SEZIONE SESTA CIVILE

SOTTOSEZIONE 1

Composta dagli Ill.mi Sigg.ri Magistrati:

Dott. VALITUTTI Antonio – Presidente –

Dott. MELONI Marina – Consigliere –

Dott. TRICOMI Laura – Consigliere –

Dott. SCALIA Laura – rel. Consigliere –

Dott. FALABELLA Massimo – Consigliere –

ha pronunciato la seguente:

ORDINANZA

sul ricorso 14685-2020 proposto da:

E.P., domiciliato in ROMA, PIAZZA CAVOUR presso la

CANCELLERIA della CORTE di CASSAZIONE, rappresentato e difeso

dall’avvocato MASSIMO GILARDONI;

– ricorrente –

contro

MINISTERO DELL’INTERNO, (OMISSIS), in persona del Ministro pro

tempore, domiciliato in ROMA, VIA DEI PORTOGHESI 12, presso

l’AVVOCATURA GENERALE DELLO STATO, che lo rappresenta e difende ope

legis;

– resistenti –

avverso il decreto n. cronol. 652/2020 del TRIBUNALE di BRESCIA,

depositato il 13/02/2020;

udita la relazione della causa svolta nella camera di consiglio non

partecipata del 27/04/2021 dal Consigliere Relatore Dott. LAURA

SCALIA.

 

Fatto

FATTI DI CAUSA E RAGIONI DELLA DECISIONE

1. E.P., nato in Nigeria, ricorre con due motivi per la cassazione del decreto in epigrafe indicato con cui il Tribunale di Brescia, Sezione specializzata in materia di immigrazione, protezione internazionale e libera circolazione dei cittadini dell’Unione Europea, ne ha rigettato l’impugnazione avverso il provvedimento della competente Commissione territoriale di diniego della protezione internazionale e del riconoscimento del diritto al rilascio di un permesso per ragioni umanitarie.

Nel racconto reso in fase amministrativa il ricorrente aveva dichiarato di aver abbandonato il proprio Paese perché, dopo essere stato accoltellato dai propri fratellastri in seguito ad un litigio con loro avuto per questioni ereditarie, l’ospedale a cui si era rivolto per avere cure non gliele aveva fornite in difetto di denuncia sui fatti violenti occorsigli e che egli, guarito da una donna sconosciuta, era fuggito dapprima a (OMISSIS) e, qui raggiunto da uno dei fratellastri, a (OMISSIS) per poi spostarsi in Libia dove era stato sequestrato, arrestato e da cui era fuggito per l’Italia.

# Elenco dei compiti
• A. Ricopia parola per parola il tratto dell'ordinanza che comincia con "udita la relazione" e termina con "per ragioni umanitarie.".
• B. Nel racconto del ricorrente riportato nell'ordinanza, perché l'ospedale non gli aveva prestato le cure? Rispondi in una o due frasi.

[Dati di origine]
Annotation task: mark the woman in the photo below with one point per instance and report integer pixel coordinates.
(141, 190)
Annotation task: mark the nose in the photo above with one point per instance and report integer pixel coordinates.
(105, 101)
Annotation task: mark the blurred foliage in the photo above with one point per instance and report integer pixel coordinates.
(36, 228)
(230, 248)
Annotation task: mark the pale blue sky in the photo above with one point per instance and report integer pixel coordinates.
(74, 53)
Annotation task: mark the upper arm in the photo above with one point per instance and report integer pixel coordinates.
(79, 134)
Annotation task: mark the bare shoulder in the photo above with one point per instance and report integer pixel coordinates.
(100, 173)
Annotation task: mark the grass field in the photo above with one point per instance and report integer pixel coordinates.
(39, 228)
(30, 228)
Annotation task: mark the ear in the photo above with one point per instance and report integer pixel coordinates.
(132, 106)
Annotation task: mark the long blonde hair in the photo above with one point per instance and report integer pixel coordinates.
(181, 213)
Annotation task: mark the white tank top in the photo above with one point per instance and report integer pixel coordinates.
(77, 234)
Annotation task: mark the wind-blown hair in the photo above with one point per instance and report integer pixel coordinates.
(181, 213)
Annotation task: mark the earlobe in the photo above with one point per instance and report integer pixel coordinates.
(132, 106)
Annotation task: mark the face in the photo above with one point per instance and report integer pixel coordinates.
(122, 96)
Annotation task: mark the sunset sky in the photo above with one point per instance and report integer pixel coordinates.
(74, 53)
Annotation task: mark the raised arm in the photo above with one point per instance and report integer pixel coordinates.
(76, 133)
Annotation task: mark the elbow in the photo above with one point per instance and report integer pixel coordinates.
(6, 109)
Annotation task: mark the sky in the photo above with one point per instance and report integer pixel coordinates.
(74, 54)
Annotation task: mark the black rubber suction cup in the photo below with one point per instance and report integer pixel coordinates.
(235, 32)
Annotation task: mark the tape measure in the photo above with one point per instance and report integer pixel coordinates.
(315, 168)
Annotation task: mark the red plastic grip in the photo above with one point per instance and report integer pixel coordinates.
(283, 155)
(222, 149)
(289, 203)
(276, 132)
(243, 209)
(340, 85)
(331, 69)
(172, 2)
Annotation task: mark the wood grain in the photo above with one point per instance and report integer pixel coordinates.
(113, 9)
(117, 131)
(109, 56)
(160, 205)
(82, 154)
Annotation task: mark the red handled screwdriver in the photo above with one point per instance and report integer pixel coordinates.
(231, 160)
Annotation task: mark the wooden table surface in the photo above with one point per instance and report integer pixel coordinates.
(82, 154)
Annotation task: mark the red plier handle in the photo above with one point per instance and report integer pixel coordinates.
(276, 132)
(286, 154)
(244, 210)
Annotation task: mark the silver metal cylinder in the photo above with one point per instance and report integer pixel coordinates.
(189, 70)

# Compiti svolti
• A.
udita la relazione della causa svolta nella camera di consiglio non

partecipata del 27/04/2021 dal Consigliere Relatore Dott. LAURA

SCALIA.

 

Fatto

FATTI DI CAUSA E RAGIONI DELLA DECISIONE

1. E.P., nato in Nigeria, ricorre con due motivi per la cassazione del decreto in epigrafe indicato con cui il Tribunale di Brescia, Sezione specializzata in materia di immigrazione, protezione internazionale e libera circolazione dei cittadini dell’Unione Europea, ne ha rigettato l’impugnazione avverso il provvedimento della competente Commissione territoriale di diniego della protezione internazionale e del riconoscimento del diritto al rilascio di un permesso per ragioni umanitarie.

• B. L'ospedale non gli aveva fornito le cure perché mancava una denuncia sui fatti violenti che gli erano accaduti. Si trattava dell'accoltellamento da parte dei fratellastri dopo un litigio per questioni ereditarie.